■ **提示文**

企業の様々な変革を目にしてきた筆者として、劇的な変革を企業が選択できるのは、
① オーナー経営者(またはそれに準じるカリスマ経営者)が決断した時
② 全社が経営危機感を共有し、このままではダメだと痛感した時
③ 絶え間ざる組織進化が自然にビルドインされている企業体質が構築されている時
のいずれかの場合が多いと考えています。

そして、全社一丸となってその方針転換を推進・実行していくスピード感と本気度は①から③へ、順に弱くなっていく感じがします。結果として、その変革が企業にとって吉と出るか凶と出るかは、ケースバイケースですが。ですが、変革は大きなリスクを孕み、できれば、ゴーイングコンサーンを前提としている出来上がった(成熟)企業ならば、変革のリスクの方が大きく、社員にも抵抗感が強いことは否めないと思います。

 

■ 好調なセブンイレブンも全店舗を対象に

業界リーダーとして君臨するセブンイレブンも自らを変える力学が社内に働いています。弛まざる進化を遂げているセブンは今回どういう手を打ってくるのでしょうか。

2017/2/25付 |日本経済新聞|朝刊 セブン、全店舗に食洗機 作業減らし接客効率化

「セブン―イレブン・ジャパンは全店に食洗機を導入する。現在1000店舗強に設置済みで、2018年2月末までに全約2万店に設置を終える計画。店内では調理に必要な機器を洗うため、毎日約3時間半かかっている。食洗機の導入で作業時間を半分程度に減らし、浮いた時間で来店客への声かけを増やすなど接客を強化する。」

■ **データセットのエントリ**
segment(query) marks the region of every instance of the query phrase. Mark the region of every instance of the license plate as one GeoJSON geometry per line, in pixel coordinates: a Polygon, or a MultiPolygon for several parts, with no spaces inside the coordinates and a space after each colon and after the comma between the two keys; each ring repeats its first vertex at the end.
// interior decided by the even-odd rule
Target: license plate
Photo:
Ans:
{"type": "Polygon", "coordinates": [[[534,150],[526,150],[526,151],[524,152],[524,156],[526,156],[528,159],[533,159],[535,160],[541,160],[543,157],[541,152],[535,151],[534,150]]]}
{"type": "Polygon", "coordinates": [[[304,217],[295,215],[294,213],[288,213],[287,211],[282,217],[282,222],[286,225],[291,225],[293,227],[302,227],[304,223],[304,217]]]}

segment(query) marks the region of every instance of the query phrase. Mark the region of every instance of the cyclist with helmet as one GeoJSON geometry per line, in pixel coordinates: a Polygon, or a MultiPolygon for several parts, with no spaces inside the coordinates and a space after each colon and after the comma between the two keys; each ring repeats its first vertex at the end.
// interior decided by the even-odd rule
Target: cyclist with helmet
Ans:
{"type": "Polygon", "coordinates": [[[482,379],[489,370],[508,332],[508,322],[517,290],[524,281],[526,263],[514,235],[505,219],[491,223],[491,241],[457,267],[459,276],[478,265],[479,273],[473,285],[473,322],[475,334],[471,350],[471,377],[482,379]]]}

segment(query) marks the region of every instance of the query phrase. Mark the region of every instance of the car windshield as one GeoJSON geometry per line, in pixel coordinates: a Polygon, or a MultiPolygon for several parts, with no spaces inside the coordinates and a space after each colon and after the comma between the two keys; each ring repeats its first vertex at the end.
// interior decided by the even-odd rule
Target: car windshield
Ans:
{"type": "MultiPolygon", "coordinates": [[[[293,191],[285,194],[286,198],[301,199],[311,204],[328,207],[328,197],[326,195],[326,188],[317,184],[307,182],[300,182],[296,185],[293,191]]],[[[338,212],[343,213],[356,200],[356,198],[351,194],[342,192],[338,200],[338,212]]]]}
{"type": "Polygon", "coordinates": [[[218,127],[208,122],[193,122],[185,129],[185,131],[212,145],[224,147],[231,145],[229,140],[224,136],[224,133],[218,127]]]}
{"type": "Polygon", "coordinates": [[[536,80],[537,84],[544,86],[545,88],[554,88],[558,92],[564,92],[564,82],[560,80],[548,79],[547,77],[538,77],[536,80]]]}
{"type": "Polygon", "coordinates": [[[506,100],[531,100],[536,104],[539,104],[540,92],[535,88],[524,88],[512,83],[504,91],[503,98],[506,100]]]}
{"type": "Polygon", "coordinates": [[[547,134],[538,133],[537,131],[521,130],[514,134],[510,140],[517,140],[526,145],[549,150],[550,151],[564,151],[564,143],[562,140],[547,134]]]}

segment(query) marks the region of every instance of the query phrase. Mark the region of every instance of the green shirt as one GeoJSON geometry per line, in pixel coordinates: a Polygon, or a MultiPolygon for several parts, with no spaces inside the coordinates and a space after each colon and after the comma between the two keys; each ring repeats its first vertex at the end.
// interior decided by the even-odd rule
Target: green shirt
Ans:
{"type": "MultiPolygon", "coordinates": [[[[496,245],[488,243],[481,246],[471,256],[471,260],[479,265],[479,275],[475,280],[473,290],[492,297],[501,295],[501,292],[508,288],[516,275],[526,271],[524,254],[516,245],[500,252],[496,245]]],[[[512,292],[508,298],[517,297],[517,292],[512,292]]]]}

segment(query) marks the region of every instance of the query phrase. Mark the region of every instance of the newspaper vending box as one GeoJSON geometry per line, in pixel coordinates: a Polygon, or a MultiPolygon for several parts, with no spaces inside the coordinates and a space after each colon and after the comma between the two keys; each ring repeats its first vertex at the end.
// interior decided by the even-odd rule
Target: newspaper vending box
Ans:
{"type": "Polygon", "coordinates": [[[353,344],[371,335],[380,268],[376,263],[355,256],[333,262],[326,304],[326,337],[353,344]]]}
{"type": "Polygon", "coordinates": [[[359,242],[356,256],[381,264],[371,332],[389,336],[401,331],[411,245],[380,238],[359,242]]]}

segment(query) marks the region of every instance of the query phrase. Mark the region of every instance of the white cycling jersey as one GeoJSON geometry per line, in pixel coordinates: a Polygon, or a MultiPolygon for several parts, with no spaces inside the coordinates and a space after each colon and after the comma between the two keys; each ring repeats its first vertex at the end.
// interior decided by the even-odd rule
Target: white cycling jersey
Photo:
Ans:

■ **要件**
1. 提示文のうち、「そして、全社一丸となってその」から「いことは否めないと思います。」までの部分をそのまま書き写してください。
2. 提示文について、次の問いに答えてください。
(a) 筆者が、企業が劇的な変革を選択できる場合として挙げる三つのうち、①は何ですか？
(b) セブン―イレブン・ジャパンは、全約2万店への食洗機の設置をいつまでに終える計画ですか？
(c) 店内で調理に必要な機器を洗うのに、毎日どれくらいの時間がかかっていますか？
エントリは提示文とは切り離された別の資料です。

■ **問題の解答**
1.
そして、全社一丸となってその方針転換を推進・実行していくスピード感と本気度は①から③へ、順に弱くなっていく感じがします。結果として、その変革が企業にとって吉と出るか凶と出るかは、ケースバイケースですが。ですが、変革は大きなリスクを孕み、できれば、ゴーイングコンサーンを前提としている出来上がった(成熟)企業ならば、変革のリスクの方が大きく、社員にも抵抗感が強いことは否めないと思います。

2.
(a) オーナー経営者（またはそれに準じるカリスマ経営者）が決断した時
(b) 2018年2月末まで
(c) 約3時間半